▶ What this task involves: Give the listing again exactly, omitting its images.

▶ Materials provided:
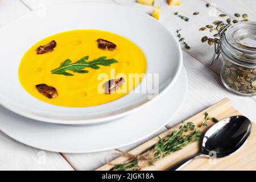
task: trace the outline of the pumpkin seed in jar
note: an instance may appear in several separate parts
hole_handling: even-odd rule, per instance
[[[229,77],[226,78],[226,82],[229,84],[233,84],[234,83],[234,81],[233,80],[233,79]]]
[[[208,28],[213,28],[213,26],[212,25],[210,25],[210,24],[208,24],[205,27],[207,27]]]
[[[240,90],[246,90],[247,88],[246,86],[241,86],[239,88]]]
[[[239,13],[235,13],[234,14],[234,15],[235,15],[236,17],[239,18],[241,16],[240,14]]]
[[[243,14],[242,16],[243,16],[243,18],[244,19],[248,19],[248,15],[246,13]]]
[[[235,91],[238,91],[239,90],[239,88],[237,85],[235,85],[234,84],[231,85],[231,88],[232,89],[233,89],[234,90],[235,90]]]
[[[202,41],[202,42],[207,42],[207,40],[208,40],[208,38],[207,36],[205,36],[202,38],[202,39],[201,39],[201,41]]]
[[[214,31],[215,30],[215,29],[214,28],[210,28],[210,30],[209,30],[209,31],[210,31],[210,32],[212,32],[213,31]]]
[[[226,16],[226,15],[225,14],[221,14],[220,15],[220,16],[221,16],[221,17],[225,17],[225,16]]]
[[[205,30],[207,29],[207,27],[202,27],[202,28],[199,28],[199,30],[200,31],[204,31],[204,30]]]
[[[254,79],[256,77],[256,75],[253,73],[250,73],[247,76],[247,77],[249,78]]]

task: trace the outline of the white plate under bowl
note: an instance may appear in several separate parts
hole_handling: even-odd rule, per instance
[[[77,29],[108,31],[135,43],[146,56],[147,74],[159,74],[159,88],[159,88],[159,95],[148,100],[148,93],[128,94],[97,106],[68,107],[49,104],[29,94],[20,85],[18,76],[24,53],[43,38]],[[182,67],[179,43],[167,28],[146,14],[110,4],[79,2],[55,5],[46,8],[45,16],[33,11],[0,29],[0,104],[23,116],[51,123],[96,123],[130,114],[153,102],[170,88]],[[141,84],[145,85],[145,81],[143,79]],[[137,89],[139,88],[135,88],[135,92]]]
[[[183,68],[173,88],[154,104],[123,118],[94,126],[43,123],[0,106],[0,130],[26,144],[54,152],[86,153],[121,147],[149,136],[169,122],[185,98],[187,84]]]

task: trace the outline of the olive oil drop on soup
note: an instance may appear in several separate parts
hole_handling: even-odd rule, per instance
[[[145,73],[146,67],[145,55],[129,40],[106,31],[78,30],[50,36],[32,46],[20,61],[19,79],[28,93],[42,101],[88,107],[127,94],[141,81],[129,79],[130,74]],[[106,90],[106,81],[109,86],[115,85],[115,90],[99,92],[99,85]],[[118,92],[123,87],[126,92]]]

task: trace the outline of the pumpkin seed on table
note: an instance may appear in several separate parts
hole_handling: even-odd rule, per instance
[[[206,27],[202,27],[202,28],[199,28],[199,30],[200,31],[204,31],[204,30],[205,30],[207,29],[207,28]]]
[[[235,15],[236,17],[239,18],[241,16],[240,14],[239,13],[235,13],[234,14],[234,15]]]
[[[221,21],[218,21],[218,20],[216,20],[214,21],[213,22],[212,22],[212,24],[215,24],[215,25],[219,25],[221,23]]]
[[[226,15],[225,15],[225,14],[221,14],[220,15],[220,16],[221,16],[221,17],[225,17],[226,16]]]
[[[207,28],[213,28],[213,26],[212,25],[210,25],[210,24],[208,24],[208,25],[206,26],[206,27]]]
[[[243,16],[243,18],[244,19],[248,19],[248,15],[247,14],[243,14],[242,16]]]
[[[201,40],[202,41],[202,42],[205,42],[207,41],[207,40],[208,40],[208,38],[207,37],[207,36],[204,36],[202,39],[201,39]]]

▶ The completed task:
task: trace the outline of the pumpkin seed in jar
note: an instance may appear in several separate parts
hole_handling: even-odd rule, per instance
[[[229,77],[226,78],[226,82],[229,84],[233,84],[234,83],[234,81],[233,80],[233,79]]]
[[[208,28],[213,28],[213,26],[212,25],[210,25],[210,24],[208,24],[205,27],[207,27]]]
[[[240,90],[246,90],[247,88],[246,86],[241,86],[239,88]]]
[[[239,13],[235,13],[234,14],[234,15],[235,15],[236,17],[239,18],[241,16],[240,14]]]
[[[243,14],[242,16],[243,16],[243,18],[244,19],[248,19],[248,15],[246,13]]]
[[[235,91],[238,91],[239,90],[239,88],[237,85],[235,85],[234,84],[231,85],[231,88],[232,89],[233,89],[234,90],[235,90]]]
[[[202,41],[202,42],[207,42],[207,40],[208,40],[208,38],[207,36],[205,36],[202,38],[202,39],[201,39],[201,41]]]
[[[214,31],[215,30],[215,29],[214,28],[210,28],[210,30],[209,30],[209,31],[210,31],[210,32],[212,32],[213,31]]]
[[[226,16],[226,15],[225,14],[221,14],[220,15],[220,16],[221,16],[221,17],[225,17],[225,16]]]
[[[205,30],[207,29],[207,27],[202,27],[202,28],[199,28],[199,30],[200,31],[204,31],[204,30]]]
[[[254,79],[256,77],[256,75],[253,73],[250,73],[247,76],[247,77],[249,78]]]

task: trace the outline of the white plate under bowl
note: an instance may appear in several separate parts
hole_handling: even-odd rule, per instance
[[[77,29],[108,31],[135,43],[146,56],[147,74],[159,74],[159,88],[159,88],[159,95],[148,100],[148,93],[128,94],[97,106],[68,107],[49,104],[29,94],[20,85],[18,76],[24,53],[43,38]],[[182,67],[179,43],[167,28],[146,14],[110,4],[79,2],[55,5],[46,8],[45,16],[33,11],[0,29],[0,104],[23,116],[51,123],[96,123],[130,114],[153,102],[170,88]],[[141,84],[145,85],[145,81],[143,79]],[[137,89],[139,88],[135,88],[135,92]]]
[[[183,68],[173,88],[154,104],[123,118],[94,126],[43,123],[0,106],[0,130],[26,144],[54,152],[86,153],[121,147],[149,136],[169,122],[185,98],[187,84]]]

task: trace the outline of the olive oil drop on soup
note: an instance may appear in several separate parts
hole_handling: even-odd rule, per instance
[[[145,73],[146,67],[145,55],[129,40],[106,31],[78,30],[50,36],[32,46],[20,61],[19,79],[28,93],[42,101],[88,107],[127,94],[141,81],[129,79],[130,74]],[[106,90],[106,81],[109,86],[115,85],[115,90],[99,92],[99,85]],[[118,92],[123,87],[126,92]]]

task: trace the outline of the pumpkin seed on table
note: an instance may appear in several separate parts
hole_handling: even-odd rule, per instance
[[[206,27],[202,27],[202,28],[199,28],[199,30],[200,31],[204,31],[204,30],[205,30],[207,29],[207,28]]]
[[[235,15],[236,17],[239,18],[241,16],[240,14],[239,13],[235,13],[234,14],[234,15]]]
[[[221,21],[218,21],[218,20],[216,20],[214,21],[213,22],[212,22],[212,24],[215,24],[215,25],[219,25],[221,23]]]
[[[226,15],[225,15],[225,14],[221,14],[220,15],[220,16],[221,16],[221,17],[225,17],[226,16]]]
[[[207,28],[213,28],[213,26],[212,25],[210,25],[210,24],[208,24],[208,25],[206,26],[206,27]]]
[[[243,16],[243,18],[244,19],[248,19],[248,15],[247,14],[243,14],[242,16]]]
[[[201,40],[202,41],[202,42],[205,42],[207,41],[207,40],[208,40],[208,38],[207,37],[207,36],[204,36],[202,39],[201,39]]]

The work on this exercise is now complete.